RECORDED DATA
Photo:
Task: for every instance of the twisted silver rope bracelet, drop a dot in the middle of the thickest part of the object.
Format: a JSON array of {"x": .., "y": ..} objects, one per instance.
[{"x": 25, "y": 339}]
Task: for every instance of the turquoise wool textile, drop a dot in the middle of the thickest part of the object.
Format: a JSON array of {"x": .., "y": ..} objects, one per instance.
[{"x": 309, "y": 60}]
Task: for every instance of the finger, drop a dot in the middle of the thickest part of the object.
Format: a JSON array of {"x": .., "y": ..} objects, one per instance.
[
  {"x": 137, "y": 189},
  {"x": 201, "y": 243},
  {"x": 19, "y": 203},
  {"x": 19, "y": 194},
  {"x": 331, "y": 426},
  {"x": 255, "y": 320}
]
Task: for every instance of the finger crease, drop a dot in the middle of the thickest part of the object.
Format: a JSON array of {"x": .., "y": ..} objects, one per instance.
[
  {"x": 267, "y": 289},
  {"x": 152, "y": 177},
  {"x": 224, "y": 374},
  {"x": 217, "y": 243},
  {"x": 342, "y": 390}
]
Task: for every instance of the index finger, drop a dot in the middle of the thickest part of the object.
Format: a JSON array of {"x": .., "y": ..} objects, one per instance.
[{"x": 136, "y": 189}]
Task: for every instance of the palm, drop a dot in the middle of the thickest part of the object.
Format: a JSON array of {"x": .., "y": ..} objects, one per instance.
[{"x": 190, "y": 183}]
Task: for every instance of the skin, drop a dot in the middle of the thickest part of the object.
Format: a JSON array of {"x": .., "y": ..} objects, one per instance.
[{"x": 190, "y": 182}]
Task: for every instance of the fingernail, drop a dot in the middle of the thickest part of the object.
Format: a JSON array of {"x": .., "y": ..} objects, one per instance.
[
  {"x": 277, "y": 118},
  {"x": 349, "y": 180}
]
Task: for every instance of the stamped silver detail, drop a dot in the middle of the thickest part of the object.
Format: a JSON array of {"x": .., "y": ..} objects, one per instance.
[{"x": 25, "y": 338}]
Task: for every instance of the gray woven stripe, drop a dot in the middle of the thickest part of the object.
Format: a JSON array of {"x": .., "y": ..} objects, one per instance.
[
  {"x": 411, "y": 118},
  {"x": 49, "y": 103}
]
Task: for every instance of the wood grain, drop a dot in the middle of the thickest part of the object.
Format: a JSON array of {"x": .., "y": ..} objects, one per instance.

DIRECTIONS FOR THIS TASK
Write out each entry again, word for word.

ANSWER TO THIS EXERCISE
Photo:
Task: for every instance of the twisted silver rope bracelet, drop a dot in the middle of the thickest part of the object.
Format: a JSON array of {"x": .., "y": ..} objects, one per instance.
[{"x": 25, "y": 339}]
Task: for every instance of the turquoise wool textile, drop a dot in the middle of the thickest part of the object.
Format: a JSON array of {"x": .., "y": ..} objects, one per instance.
[{"x": 309, "y": 60}]
Task: for every instance of the finger, drop a dot in the middle of the thickest part of the object.
Format: a JSON array of {"x": .., "y": ..} objects, one per instance.
[
  {"x": 137, "y": 189},
  {"x": 201, "y": 243},
  {"x": 19, "y": 203},
  {"x": 19, "y": 194},
  {"x": 331, "y": 426},
  {"x": 255, "y": 320}
]
Task: for every instance of the finger crease, drop a dot in the middle of the thickest part of the object.
Format: a JSON array of {"x": .., "y": ..} objects, one per instance.
[
  {"x": 267, "y": 289},
  {"x": 152, "y": 177},
  {"x": 224, "y": 374},
  {"x": 217, "y": 243},
  {"x": 342, "y": 390}
]
Task: for every instance of the index finger, drop a dot in the middle of the thickest part of the object.
Format: a JSON array of {"x": .., "y": ..} objects, one per instance.
[{"x": 136, "y": 189}]
Task: for every instance of the palm, drop a dot in the middle of the thickest part of the object.
Format: a JSON array of {"x": .., "y": ..} objects, one per instance.
[{"x": 190, "y": 183}]
Task: for every instance of the skin, drop a dot in the middle of the thickest part of the object.
Format: a JSON array of {"x": .., "y": ..} objects, one per instance.
[{"x": 190, "y": 182}]
Task: for every instance of the fingernail, drop a dot in the middle of the thickest part of the object.
Format: a JSON array of {"x": .., "y": ..} objects, one per instance.
[
  {"x": 277, "y": 118},
  {"x": 349, "y": 180}
]
Task: for every instance of the stamped silver detail, drop a dot in the middle of the thickest part of the object.
Format: a JSON array of {"x": .., "y": ..} objects, one per instance.
[{"x": 25, "y": 338}]
Task: for every instance of the gray woven stripe, drop a dot in the middle of the thickest part of the object.
Format: a JSON array of {"x": .., "y": ..} objects, one per instance.
[
  {"x": 411, "y": 118},
  {"x": 49, "y": 103}
]
Task: for every instance of the wood grain, drop a dot in the middle of the thickest part of the object.
Format: a JSON array of {"x": .., "y": ..} objects, one per instance.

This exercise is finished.